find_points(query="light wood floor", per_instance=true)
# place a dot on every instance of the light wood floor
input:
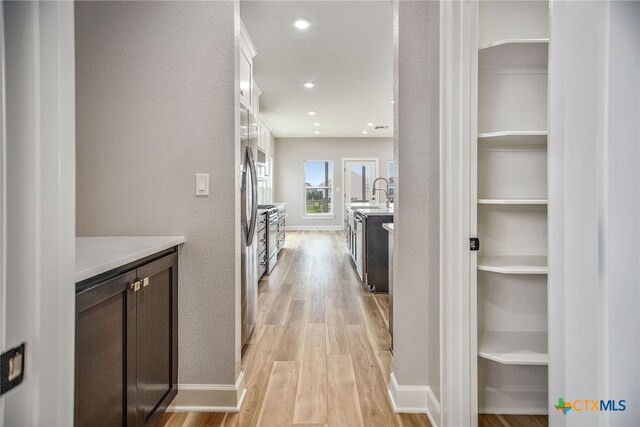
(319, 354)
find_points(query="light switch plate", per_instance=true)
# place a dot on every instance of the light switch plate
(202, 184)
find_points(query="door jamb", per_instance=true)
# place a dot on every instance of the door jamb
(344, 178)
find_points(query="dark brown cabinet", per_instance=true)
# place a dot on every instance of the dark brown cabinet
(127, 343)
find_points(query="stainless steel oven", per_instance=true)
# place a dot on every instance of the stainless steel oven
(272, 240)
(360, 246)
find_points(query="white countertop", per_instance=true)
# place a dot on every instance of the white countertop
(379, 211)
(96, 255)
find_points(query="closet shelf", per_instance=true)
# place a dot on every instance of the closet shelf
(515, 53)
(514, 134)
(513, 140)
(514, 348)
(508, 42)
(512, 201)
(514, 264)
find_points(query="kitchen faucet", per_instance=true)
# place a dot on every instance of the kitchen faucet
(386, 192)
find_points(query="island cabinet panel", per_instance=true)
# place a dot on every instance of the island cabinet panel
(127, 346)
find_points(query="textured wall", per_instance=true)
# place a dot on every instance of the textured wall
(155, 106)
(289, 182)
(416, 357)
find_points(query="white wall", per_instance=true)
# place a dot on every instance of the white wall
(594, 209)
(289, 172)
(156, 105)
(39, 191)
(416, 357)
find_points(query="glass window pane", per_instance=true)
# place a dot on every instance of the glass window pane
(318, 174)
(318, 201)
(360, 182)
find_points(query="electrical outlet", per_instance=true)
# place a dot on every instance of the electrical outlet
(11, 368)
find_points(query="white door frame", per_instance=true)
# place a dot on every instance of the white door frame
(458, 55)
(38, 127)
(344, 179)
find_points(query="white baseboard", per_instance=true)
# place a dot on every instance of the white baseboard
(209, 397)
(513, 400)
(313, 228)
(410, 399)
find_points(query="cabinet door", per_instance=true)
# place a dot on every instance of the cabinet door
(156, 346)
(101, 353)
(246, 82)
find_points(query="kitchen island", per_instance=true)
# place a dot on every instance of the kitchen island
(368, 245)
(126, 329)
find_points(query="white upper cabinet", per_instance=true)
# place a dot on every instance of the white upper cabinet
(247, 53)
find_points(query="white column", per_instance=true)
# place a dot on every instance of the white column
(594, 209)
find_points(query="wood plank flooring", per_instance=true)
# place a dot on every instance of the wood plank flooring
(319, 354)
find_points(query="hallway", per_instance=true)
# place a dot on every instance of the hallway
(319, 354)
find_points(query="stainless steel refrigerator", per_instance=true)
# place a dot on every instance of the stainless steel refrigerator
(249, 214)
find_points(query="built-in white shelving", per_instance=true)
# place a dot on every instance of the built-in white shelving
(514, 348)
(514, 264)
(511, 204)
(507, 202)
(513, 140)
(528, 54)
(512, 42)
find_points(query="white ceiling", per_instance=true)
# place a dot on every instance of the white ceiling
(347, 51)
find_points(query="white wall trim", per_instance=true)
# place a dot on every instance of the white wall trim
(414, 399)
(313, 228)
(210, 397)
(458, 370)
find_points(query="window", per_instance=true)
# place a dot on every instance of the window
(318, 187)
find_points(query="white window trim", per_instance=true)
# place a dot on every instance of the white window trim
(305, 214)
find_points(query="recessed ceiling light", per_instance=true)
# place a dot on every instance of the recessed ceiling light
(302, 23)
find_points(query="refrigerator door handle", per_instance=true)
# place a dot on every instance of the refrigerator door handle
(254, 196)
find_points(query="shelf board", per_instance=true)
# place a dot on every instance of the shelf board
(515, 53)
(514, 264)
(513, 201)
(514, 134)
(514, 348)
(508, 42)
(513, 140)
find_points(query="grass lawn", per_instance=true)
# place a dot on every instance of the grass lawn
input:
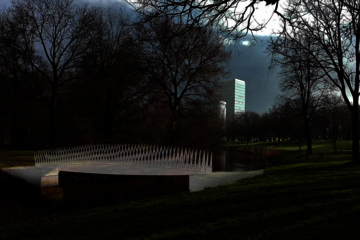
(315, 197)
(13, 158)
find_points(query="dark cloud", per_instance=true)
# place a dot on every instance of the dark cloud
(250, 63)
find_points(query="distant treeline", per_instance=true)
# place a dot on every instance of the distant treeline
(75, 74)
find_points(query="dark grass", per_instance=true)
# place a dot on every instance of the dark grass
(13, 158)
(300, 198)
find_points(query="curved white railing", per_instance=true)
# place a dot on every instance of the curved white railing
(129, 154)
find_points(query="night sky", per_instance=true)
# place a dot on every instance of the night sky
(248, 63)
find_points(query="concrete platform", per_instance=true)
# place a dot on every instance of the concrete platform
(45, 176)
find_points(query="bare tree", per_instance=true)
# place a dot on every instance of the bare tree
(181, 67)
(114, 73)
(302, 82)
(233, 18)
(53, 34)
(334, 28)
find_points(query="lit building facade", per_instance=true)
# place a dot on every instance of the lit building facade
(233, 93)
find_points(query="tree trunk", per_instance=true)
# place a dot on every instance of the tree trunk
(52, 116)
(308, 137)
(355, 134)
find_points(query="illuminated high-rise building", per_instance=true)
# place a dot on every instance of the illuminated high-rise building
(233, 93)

☆ ☆ ☆ ☆ ☆

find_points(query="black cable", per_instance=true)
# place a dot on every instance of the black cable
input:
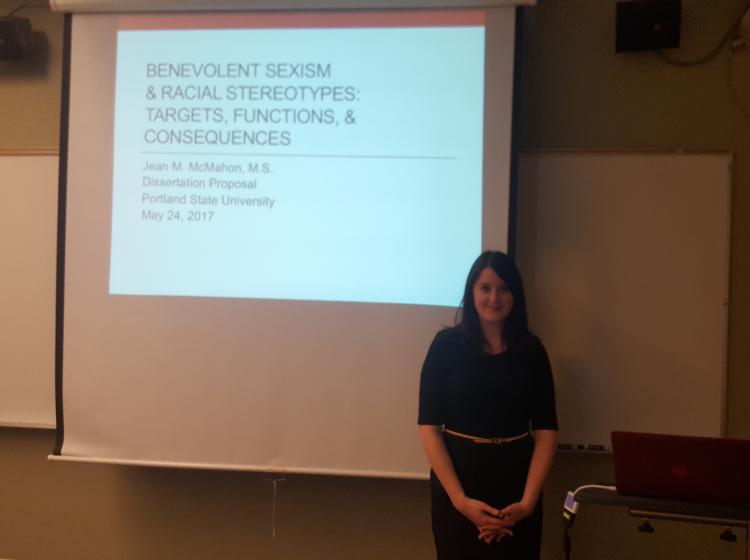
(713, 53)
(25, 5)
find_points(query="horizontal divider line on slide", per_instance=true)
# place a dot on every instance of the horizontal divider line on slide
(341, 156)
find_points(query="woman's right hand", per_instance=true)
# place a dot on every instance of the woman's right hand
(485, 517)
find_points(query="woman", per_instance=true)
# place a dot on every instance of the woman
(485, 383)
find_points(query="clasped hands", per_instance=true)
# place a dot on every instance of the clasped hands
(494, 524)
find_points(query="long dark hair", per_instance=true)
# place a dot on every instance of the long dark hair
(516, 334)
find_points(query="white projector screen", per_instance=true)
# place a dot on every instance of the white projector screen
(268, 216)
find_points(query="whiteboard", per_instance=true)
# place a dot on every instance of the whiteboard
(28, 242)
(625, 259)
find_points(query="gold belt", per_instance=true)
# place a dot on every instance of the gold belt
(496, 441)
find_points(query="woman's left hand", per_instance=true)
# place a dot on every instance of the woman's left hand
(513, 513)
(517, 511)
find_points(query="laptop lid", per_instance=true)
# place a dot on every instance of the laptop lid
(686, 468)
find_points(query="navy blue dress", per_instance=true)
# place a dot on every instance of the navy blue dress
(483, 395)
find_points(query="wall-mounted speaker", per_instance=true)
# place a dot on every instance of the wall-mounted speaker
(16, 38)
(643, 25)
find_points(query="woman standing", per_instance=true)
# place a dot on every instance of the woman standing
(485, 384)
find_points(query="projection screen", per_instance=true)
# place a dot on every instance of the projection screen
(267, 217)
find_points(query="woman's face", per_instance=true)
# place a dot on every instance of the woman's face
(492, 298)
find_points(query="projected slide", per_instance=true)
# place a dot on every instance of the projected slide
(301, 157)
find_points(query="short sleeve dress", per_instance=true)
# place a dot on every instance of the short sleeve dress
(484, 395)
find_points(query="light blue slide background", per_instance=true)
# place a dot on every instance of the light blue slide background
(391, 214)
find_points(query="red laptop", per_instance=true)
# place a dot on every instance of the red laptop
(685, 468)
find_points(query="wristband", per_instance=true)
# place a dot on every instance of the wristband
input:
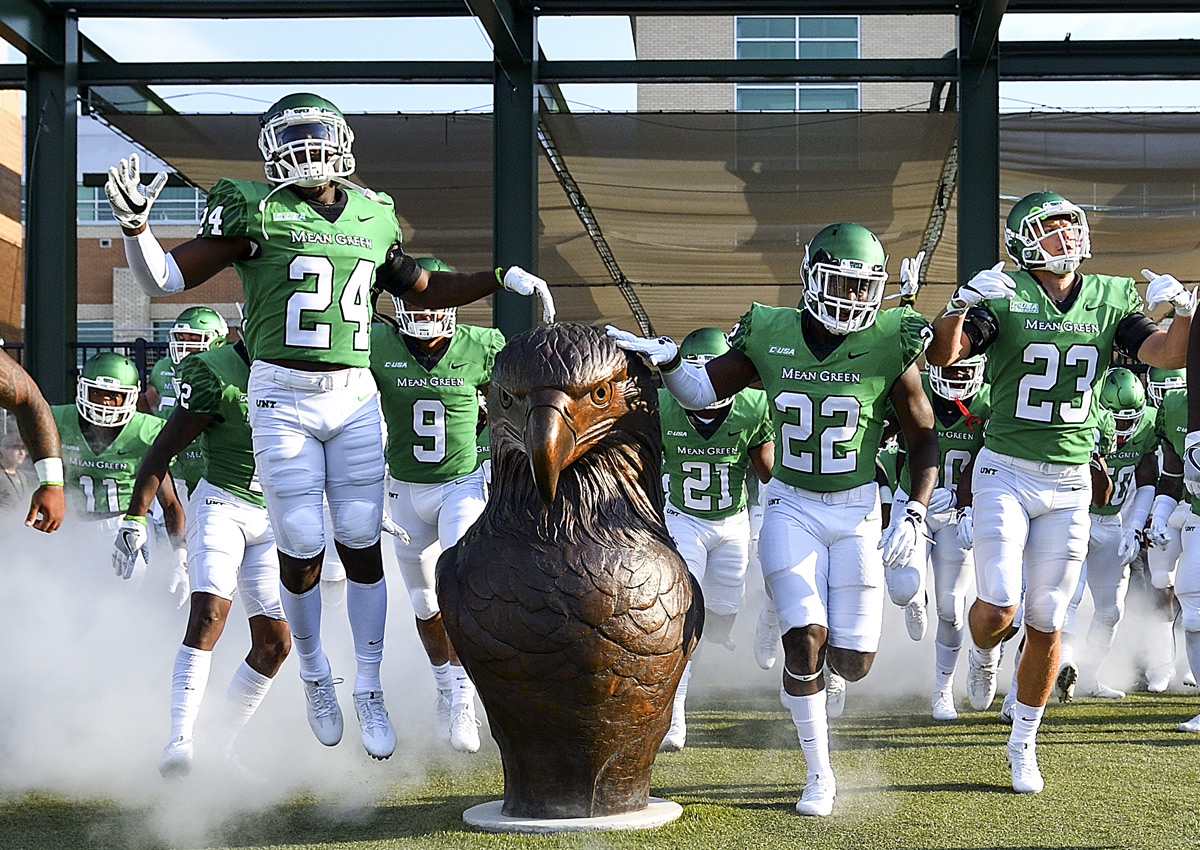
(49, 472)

☆ ☆ ☆ ☆ ☆

▶ Problem details:
From the rows above, pick out every line that contains the string "glass" and copy each one unchanged. The match is case-sensitive.

▶ Written response:
find_points(query="glass window pane", per_instance=true)
# place a dot on every instance of the glass window pane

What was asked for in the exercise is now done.